++++ Extrait du document

Le 22 décembre prochain, la directive européenne du 22 mai 2001, qui porte sur l’harmonisation du droit d’auteur et des droits voisins dans la société de l’information en Europe, deviendra effective. Celle-ci porte notamment sur la protection du droit d’auteur et sur son harmonisation à l’échelle européenne afin d’en faciliter l’exploitation commerciale et, surtout, sur la légitimité des systèmes de protection, comme les procédés anticopie caractéristiques des DVD vidéo et que l’on trouve désormais sur certains CD audio. A priori, la directive européenne, dont s’inspire un projet de loi du gouvernement français, part d’une bonne intention, celle de réprimer la contrefaçon et le piratage d’oeuvres artistiques notamment. Mais au final, elle remet en cause le droit à la copie privée, qui autorise la duplication d’une oeuvre originale à des fins strictement personnelles.

Selon la Free Software Foundation France (Fondation pour le logiciel libre), le principe du droit à la copie privée – qui autorise la création de compilations sur son disque dur à partir de ses CD ou la gravure des disques sur CD-Rom pour en disposer à partir de différents lieux géographiques-  risque d’être remis en cause. « L’avant-projet de loi relatif à ‘l’harmonisation de certains aspects du droit d’auteur et des droits voisins dans la société de l’information‘, débattu pour la première fois le 5 décembre 2002 par le Conseil Supérieur de la Propriété Littéraire et Artistique (CSPLA), fait peser une menace d’une ampleur encore indéterminée sur ces pratiques », écrivent les responsables de l’association.

++++++++
++++ Informations fournies

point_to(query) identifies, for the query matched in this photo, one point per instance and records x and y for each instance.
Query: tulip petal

++++++++

### Tâche donnée
Extrayez dans son intégralité l'extrait consacré à la directive européenne sur le droit d'auteur, sans en modifier un seul mot.

### Réponse
Le 22 décembre prochain, la directive européenne du 22 mai 2001, qui porte sur l’harmonisation du droit d’auteur et des droits voisins dans la société de l’information en Europe, deviendra effective. Celle-ci porte notamment sur la protection du droit d’auteur et sur son harmonisation à l’échelle européenne afin d’en faciliter l’exploitation commerciale et, surtout, sur la légitimité des systèmes de protection, comme les procédés anticopie caractéristiques des DVD vidéo et que l’on trouve désormais sur certains CD audio. A priori, la directive européenne, dont s’inspire un projet de loi du gouvernement français, part d’une bonne intention, celle de réprimer la contrefaçon et le piratage d’oeuvres artistiques notamment. Mais au final, elle remet en cause le droit à la copie privée, qui autorise la duplication d’une oeuvre originale à des fins strictement personnelles.

Selon la Free Software Foundation France (Fondation pour le logiciel libre), le principe du droit à la copie privée – qui autorise la création de compilations sur son disque dur à partir de ses CD ou la gravure des disques sur CD-Rom pour en disposer à partir de différents lieux géographiques-  risque d’être remis en cause. « L’avant-projet de loi relatif à ‘l’harmonisation de certains aspects du droit d’auteur et des droits voisins dans la société de l’information‘, débattu pour la première fois le 5 décembre 2002 par le Conseil Supérieur de la Propriété Littéraire et Artistique (CSPLA), fait peser une menace d’une ampleur encore indéterminée sur ces pratiques », écrivent les responsables de l’association.